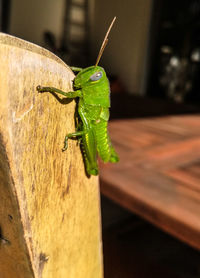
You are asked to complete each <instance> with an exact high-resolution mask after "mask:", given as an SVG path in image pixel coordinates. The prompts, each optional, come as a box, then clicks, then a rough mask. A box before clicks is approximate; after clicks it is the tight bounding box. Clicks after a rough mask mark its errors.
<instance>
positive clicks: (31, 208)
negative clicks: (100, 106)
mask: <svg viewBox="0 0 200 278" xmlns="http://www.w3.org/2000/svg"><path fill="white" fill-rule="evenodd" d="M0 60H1V71H0V105H1V110H0V203H1V205H0V237H1V240H0V242H1V245H0V277H1V278H11V277H12V278H15V277H16V278H29V277H37V278H47V277H48V278H55V277H59V278H66V277H69V278H79V277H80V278H83V277H87V278H89V277H91V278H94V277H95V278H96V277H97V278H98V277H102V275H103V274H102V253H101V232H100V230H101V228H100V209H99V188H98V178H97V177H91V178H88V177H87V176H86V175H85V171H84V163H83V160H82V155H81V152H80V148H79V146H78V145H77V143H76V141H72V140H71V141H70V142H69V148H68V150H67V151H66V152H62V151H61V149H62V147H63V141H64V137H65V135H66V133H68V132H71V131H74V130H75V126H74V109H75V102H74V101H71V102H69V101H66V100H63V99H62V100H60V101H59V100H58V99H57V98H56V97H55V96H53V95H51V94H45V93H44V94H38V93H37V91H36V86H37V85H39V84H40V85H44V86H45V85H48V86H54V87H57V88H60V89H63V90H65V91H68V90H71V89H72V82H71V81H72V79H73V78H74V75H73V73H72V72H71V70H70V69H69V67H67V66H66V65H65V64H64V63H63V62H62V61H61V60H60V59H59V58H57V57H56V56H54V55H53V54H52V53H50V52H48V51H46V50H44V49H42V48H40V47H38V46H36V45H33V44H31V43H28V42H25V41H23V40H20V39H17V38H15V37H11V36H7V35H4V34H0Z"/></svg>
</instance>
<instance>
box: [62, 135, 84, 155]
mask: <svg viewBox="0 0 200 278" xmlns="http://www.w3.org/2000/svg"><path fill="white" fill-rule="evenodd" d="M83 134H85V131H77V132H73V133H69V134H67V135H66V136H65V141H64V147H63V149H62V151H63V152H64V151H66V150H67V148H68V139H69V138H73V137H78V136H83Z"/></svg>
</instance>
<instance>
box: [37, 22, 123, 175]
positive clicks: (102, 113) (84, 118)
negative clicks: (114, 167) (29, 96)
mask: <svg viewBox="0 0 200 278" xmlns="http://www.w3.org/2000/svg"><path fill="white" fill-rule="evenodd" d="M115 19H116V17H115V18H114V19H113V21H112V23H111V24H110V27H109V28H108V31H107V33H106V35H105V38H104V40H103V43H102V45H101V48H100V51H99V54H98V57H97V61H96V64H95V65H94V66H91V67H87V68H84V69H82V68H76V67H71V69H72V70H73V71H76V72H78V74H77V75H76V77H75V78H74V80H73V87H74V91H73V92H63V91H61V90H59V89H56V88H53V87H42V86H37V90H38V92H40V93H42V92H50V93H58V94H61V95H64V96H65V97H67V98H78V123H77V126H76V132H73V133H69V134H67V135H66V137H65V141H64V148H63V151H65V150H66V149H67V147H68V139H70V138H80V142H81V149H82V153H83V156H84V162H85V169H86V172H87V174H88V175H98V172H99V171H98V163H97V153H98V154H99V156H100V158H101V159H102V160H103V161H104V162H112V163H116V162H118V161H119V157H118V155H117V153H116V151H115V150H114V148H113V146H112V143H111V140H110V136H109V134H108V129H107V125H108V119H109V107H110V86H109V81H108V78H107V76H106V73H105V71H104V69H103V68H102V67H100V66H98V63H99V60H100V58H101V56H102V54H103V51H104V49H105V46H106V44H107V42H108V35H109V33H110V30H111V28H112V26H113V24H114V21H115Z"/></svg>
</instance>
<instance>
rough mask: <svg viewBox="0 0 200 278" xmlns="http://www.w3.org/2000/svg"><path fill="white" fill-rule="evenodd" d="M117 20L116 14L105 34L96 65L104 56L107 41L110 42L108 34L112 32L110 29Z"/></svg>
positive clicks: (111, 28) (99, 52) (107, 41)
mask: <svg viewBox="0 0 200 278" xmlns="http://www.w3.org/2000/svg"><path fill="white" fill-rule="evenodd" d="M115 20H116V16H115V17H114V18H113V20H112V22H111V24H110V26H109V28H108V31H107V33H106V35H105V38H104V40H103V43H102V45H101V48H100V50H99V54H98V56H97V61H96V64H95V66H97V65H98V63H99V60H100V59H101V56H102V54H103V52H104V49H105V47H106V45H107V43H108V35H109V33H110V30H111V29H112V27H113V24H114V22H115Z"/></svg>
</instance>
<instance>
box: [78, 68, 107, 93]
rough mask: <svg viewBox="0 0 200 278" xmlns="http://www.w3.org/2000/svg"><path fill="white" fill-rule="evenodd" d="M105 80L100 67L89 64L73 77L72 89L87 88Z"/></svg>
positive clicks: (104, 72) (102, 73)
mask: <svg viewBox="0 0 200 278" xmlns="http://www.w3.org/2000/svg"><path fill="white" fill-rule="evenodd" d="M105 79H106V80H107V77H106V73H105V71H104V69H103V68H102V67H99V66H91V67H88V68H85V69H83V70H82V71H80V72H79V73H78V74H77V76H76V77H75V79H74V89H82V88H88V87H91V86H93V85H96V84H98V83H99V84H101V83H102V82H103V81H105Z"/></svg>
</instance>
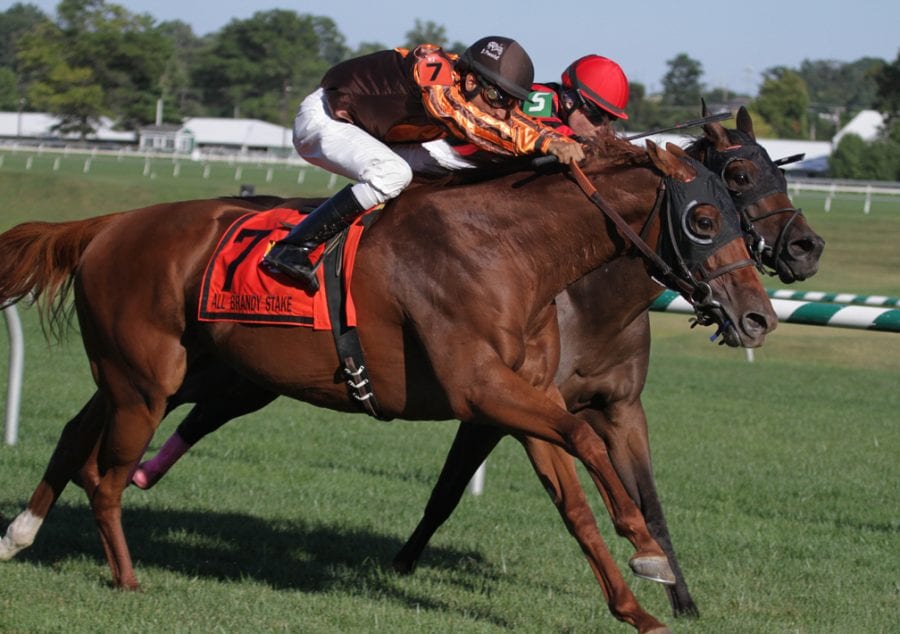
===============
What the exercise asks: None of the pictures should appear; the rest of the entries must be reproduced exactly.

Your response:
You are asked to complete each <instance> with an exact high-resolution mask after "mask:", given as an SVG path in image pixel coordinates. The prompts, each optional, come as a box, then clicks, then a rough mask. A box before clicks is approximate; after clicks it is the tight bounding box. Clicks after a rough mask mark its errors.
<instance>
positive clicks: (31, 208)
negative clicks: (100, 106)
mask: <svg viewBox="0 0 200 278" xmlns="http://www.w3.org/2000/svg"><path fill="white" fill-rule="evenodd" d="M0 60H1V71H0V105H1V110H0V203H1V205H0V237H1V240H0V242H1V245H0V277H1V278H11V277H12V278H15V277H16V278H29V277H37V278H47V277H48V278H55V277H59V278H66V277H69V278H79V277H80V278H83V277H87V278H89V277H91V278H94V277H95V278H96V277H97V278H98V277H102V275H103V274H102V253H101V232H100V230H101V228H100V209H99V188H98V178H97V177H91V178H88V177H87V176H86V175H85V171H84V163H83V160H82V155H81V152H80V148H79V146H78V145H77V143H76V141H72V140H71V141H70V142H69V148H68V150H67V151H66V152H62V151H61V149H62V147H63V141H64V137H65V135H66V133H68V132H71V131H74V130H75V126H74V109H75V102H74V101H71V102H69V101H66V100H63V99H62V100H60V101H59V100H58V99H57V98H56V97H55V96H53V95H51V94H45V93H44V94H38V93H37V91H36V86H37V85H39V84H40V85H44V86H45V85H48V86H54V87H57V88H60V89H63V90H65V91H68V90H71V89H72V82H71V81H72V79H73V78H74V75H73V73H72V72H71V70H70V69H69V67H67V66H66V65H65V64H64V63H63V62H62V61H61V60H60V59H59V58H57V57H56V56H54V55H53V54H52V53H50V52H48V51H46V50H44V49H42V48H40V47H38V46H36V45H33V44H31V43H28V42H25V41H23V40H20V39H17V38H15V37H11V36H7V35H4V34H0Z"/></svg>
</instance>
<instance>
box: [62, 135, 84, 155]
mask: <svg viewBox="0 0 200 278" xmlns="http://www.w3.org/2000/svg"><path fill="white" fill-rule="evenodd" d="M83 134H85V131H77V132H73V133H69V134H67V135H66V136H65V141H64V147H63V149H62V151H63V152H64V151H66V150H67V148H68V139H69V138H73V137H78V136H83Z"/></svg>
</instance>
<instance>
box: [37, 22, 123, 175]
positive clicks: (102, 113) (84, 118)
negative clicks: (114, 167) (29, 96)
mask: <svg viewBox="0 0 200 278" xmlns="http://www.w3.org/2000/svg"><path fill="white" fill-rule="evenodd" d="M115 19H116V17H115V18H114V19H113V21H112V23H111V24H110V27H109V28H108V31H107V33H106V35H105V38H104V40H103V43H102V45H101V48H100V51H99V54H98V57H97V61H96V64H95V65H94V66H91V67H87V68H84V69H82V68H76V67H71V69H72V70H73V71H76V72H78V74H77V75H76V77H75V78H74V80H73V87H74V91H73V92H63V91H61V90H59V89H56V88H53V87H42V86H37V90H38V92H40V93H42V92H50V93H58V94H61V95H64V96H65V97H67V98H78V123H77V126H76V132H73V133H69V134H67V135H66V137H65V141H64V148H63V151H65V150H66V149H67V147H68V139H70V138H80V142H81V149H82V153H83V156H84V162H85V169H86V172H87V174H88V175H98V172H99V171H98V163H97V153H98V154H99V156H100V158H101V159H102V160H103V161H104V162H112V163H116V162H118V161H119V157H118V155H117V153H116V151H115V150H114V148H113V146H112V143H111V140H110V136H109V134H108V129H107V125H108V119H109V107H110V86H109V81H108V78H107V76H106V73H105V71H104V69H103V68H102V67H100V66H98V63H99V60H100V58H101V56H102V54H103V51H104V49H105V46H106V44H107V42H108V35H109V33H110V30H111V28H112V26H113V24H114V21H115Z"/></svg>
</instance>
<instance>
rough mask: <svg viewBox="0 0 200 278" xmlns="http://www.w3.org/2000/svg"><path fill="white" fill-rule="evenodd" d="M117 20L116 14L105 34L96 65L104 56L107 41L110 42L108 34L112 32L110 29Z"/></svg>
positive clicks: (111, 28) (99, 52) (107, 41)
mask: <svg viewBox="0 0 200 278" xmlns="http://www.w3.org/2000/svg"><path fill="white" fill-rule="evenodd" d="M115 20H116V16H115V17H114V18H113V20H112V22H111V24H110V26H109V28H108V31H107V33H106V35H105V38H104V40H103V43H102V45H101V48H100V50H99V54H98V56H97V61H96V64H95V66H97V65H98V63H99V60H100V59H101V56H102V54H103V52H104V49H105V47H106V45H107V43H108V35H109V33H110V30H111V29H112V27H113V24H114V22H115Z"/></svg>
</instance>
<instance>
box: [78, 68, 107, 93]
rough mask: <svg viewBox="0 0 200 278" xmlns="http://www.w3.org/2000/svg"><path fill="white" fill-rule="evenodd" d="M105 80L100 67L89 64L73 77L72 89L87 88Z"/></svg>
positive clicks: (104, 72) (102, 73)
mask: <svg viewBox="0 0 200 278" xmlns="http://www.w3.org/2000/svg"><path fill="white" fill-rule="evenodd" d="M105 79H106V80H107V77H106V73H105V71H104V69H103V68H102V67H99V66H91V67H88V68H85V69H83V70H82V71H80V72H79V73H78V74H77V76H76V77H75V79H74V89H82V88H88V87H91V86H93V85H96V84H98V83H99V84H101V83H102V82H103V81H105Z"/></svg>
</instance>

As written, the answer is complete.